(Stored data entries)
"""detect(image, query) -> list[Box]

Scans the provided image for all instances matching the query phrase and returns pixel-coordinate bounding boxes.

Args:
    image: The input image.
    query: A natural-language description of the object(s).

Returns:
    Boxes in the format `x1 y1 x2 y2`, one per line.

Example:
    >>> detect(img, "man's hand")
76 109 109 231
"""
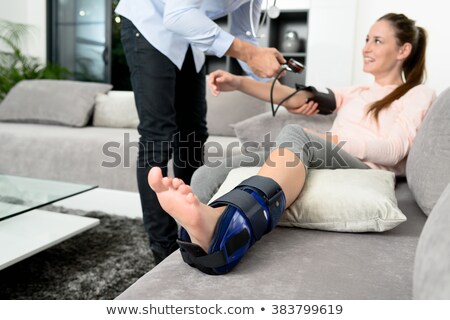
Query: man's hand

__Assignment__. The data above must be written out again without alteration, and the pictures in them must be excluded.

__Task result__.
"""detect(image, query) -> list[Box]

Scans the provided image for all instances matching the query phrase and returns pixel-coordinate bounding boxes.

Args:
    image: The input image.
    query: A natural-language description of the object(s).

Returns:
    Boxes in the format `x1 y1 x2 y2`, one per line.

Example:
    >>> detect(img, "man's hand")
76 109 109 231
"""
Query: man's hand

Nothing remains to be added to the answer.